» **EXTRACT**
Start of Block

Nancy C. LeeShare knowledge. Take action. That’s the theme of this year’s National Women and Girls HIV/AIDS Awareness Day, which the nation and the U.S. Department of Health and Human Services’ (HHS) Office on Women’s Health will observe on March 10.

Why should you share knowledge in your community? Because knowledge leads to action.

Here are four things we know about how HIV/AIDS affects women, and the actions that are following from that knowledge:

1.      More than 50,000 adults and adolescents in the United States were diagnosed with HIV infection in 2011. [PDF] One in five was female.
We are encouraged to speak directly to women about ways to protect themselves. We are also encouraged to create systems of care that consider the specific situations and needs of women diagnosed with HIV/AIDS.

2.      Eighty-six percent of women and adolescent girls (ages 13 and older) newly diagnosed with HIV infection got it by having unprotected heterosexual sex. The rest were infected by injection drug use.
We know that helping teens and women avoid risky sex and injection drugs will also help prevent HIV/AIDS.

End of Block

» **INFORMATION SUPPLIED**
Start of Block

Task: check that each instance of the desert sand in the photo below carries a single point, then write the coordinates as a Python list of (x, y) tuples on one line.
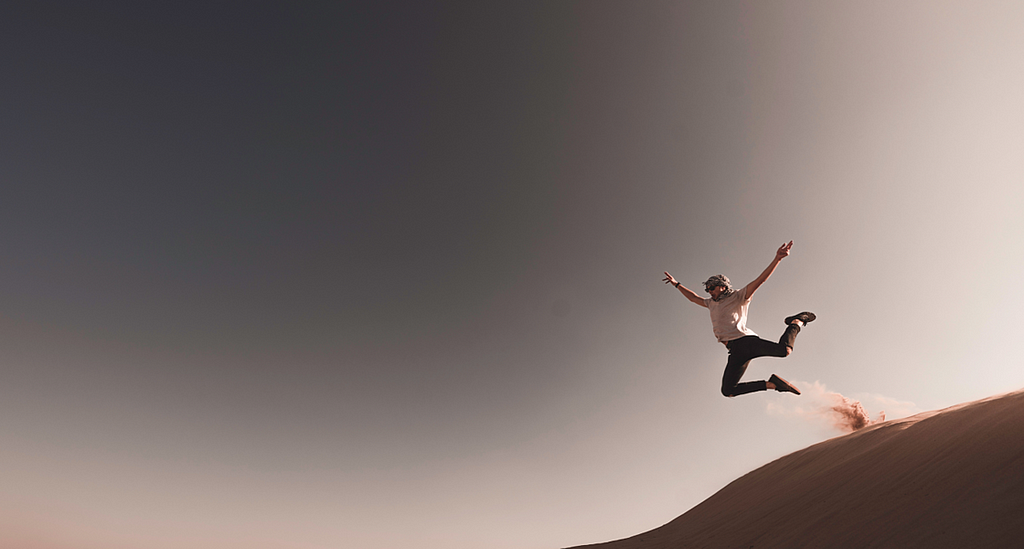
[(948, 478)]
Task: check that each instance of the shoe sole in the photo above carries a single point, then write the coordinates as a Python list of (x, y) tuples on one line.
[(806, 317)]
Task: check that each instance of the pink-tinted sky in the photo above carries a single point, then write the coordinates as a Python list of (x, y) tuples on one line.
[(388, 275)]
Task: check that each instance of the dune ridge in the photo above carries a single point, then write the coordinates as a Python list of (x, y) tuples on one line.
[(952, 477)]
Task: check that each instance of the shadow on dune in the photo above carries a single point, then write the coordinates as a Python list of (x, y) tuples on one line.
[(948, 478)]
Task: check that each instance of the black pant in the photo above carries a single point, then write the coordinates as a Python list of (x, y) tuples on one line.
[(744, 349)]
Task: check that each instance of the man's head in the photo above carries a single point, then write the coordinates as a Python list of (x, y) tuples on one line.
[(718, 286)]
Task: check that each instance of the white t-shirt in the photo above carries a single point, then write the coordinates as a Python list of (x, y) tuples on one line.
[(728, 315)]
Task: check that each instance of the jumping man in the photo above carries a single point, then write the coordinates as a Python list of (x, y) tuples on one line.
[(728, 319)]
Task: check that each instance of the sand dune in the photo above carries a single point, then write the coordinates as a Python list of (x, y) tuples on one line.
[(947, 478)]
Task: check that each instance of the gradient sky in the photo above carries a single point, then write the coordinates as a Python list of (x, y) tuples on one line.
[(388, 275)]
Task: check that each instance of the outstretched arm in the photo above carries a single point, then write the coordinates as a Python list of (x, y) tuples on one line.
[(783, 251), (689, 294)]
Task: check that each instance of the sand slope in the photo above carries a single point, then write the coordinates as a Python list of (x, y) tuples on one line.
[(947, 478)]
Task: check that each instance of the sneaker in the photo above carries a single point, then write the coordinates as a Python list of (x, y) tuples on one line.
[(805, 318), (782, 385)]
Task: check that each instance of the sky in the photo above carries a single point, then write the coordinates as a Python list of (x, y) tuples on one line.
[(307, 276)]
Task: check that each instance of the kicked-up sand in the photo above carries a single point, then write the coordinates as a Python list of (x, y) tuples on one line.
[(951, 478)]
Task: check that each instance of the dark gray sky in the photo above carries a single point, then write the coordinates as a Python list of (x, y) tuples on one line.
[(388, 275)]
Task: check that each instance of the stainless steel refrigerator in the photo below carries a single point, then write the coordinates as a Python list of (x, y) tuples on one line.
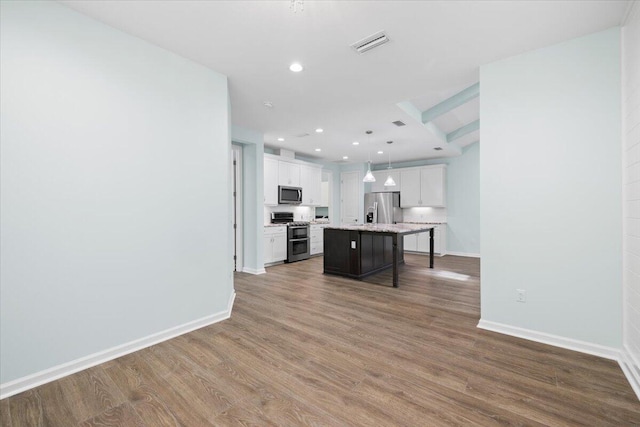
[(382, 208)]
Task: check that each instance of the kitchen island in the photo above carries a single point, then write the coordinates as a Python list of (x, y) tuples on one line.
[(358, 251)]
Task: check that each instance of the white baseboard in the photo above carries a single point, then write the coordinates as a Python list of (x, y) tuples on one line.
[(630, 368), (467, 254), (254, 270), (555, 340), (30, 381)]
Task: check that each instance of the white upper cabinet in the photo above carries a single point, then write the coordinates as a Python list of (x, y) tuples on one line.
[(432, 185), (424, 186), (311, 181), (381, 177), (410, 188), (270, 181), (288, 174)]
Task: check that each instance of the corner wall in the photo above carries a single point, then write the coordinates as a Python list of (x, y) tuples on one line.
[(631, 195), (114, 194), (550, 181)]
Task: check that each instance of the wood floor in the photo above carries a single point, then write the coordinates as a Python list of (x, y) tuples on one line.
[(303, 348)]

End of Block

» **REQUIRED TASKS**
1. According to the HIV/AIDS awareness text, on what date will National Women and Girls HIV/AIDS Awareness Day be observed?
2. Rewrite the paragraph that begins "We are encouraged to speak directly to women" from the HIV/AIDS awareness text as a short bulleted list.
3. Using the HIV/AIDS awareness text, explain why people should share knowledge in their community.

» **RESULTS IN ORDER**
1. March 10.

2.
- Talk directly to women about how to protect themselves.
- Build care systems that fit the specific situations and needs of women diagnosed with HIV/AIDS.

3. The text says people should share knowledge because knowledge leads to action.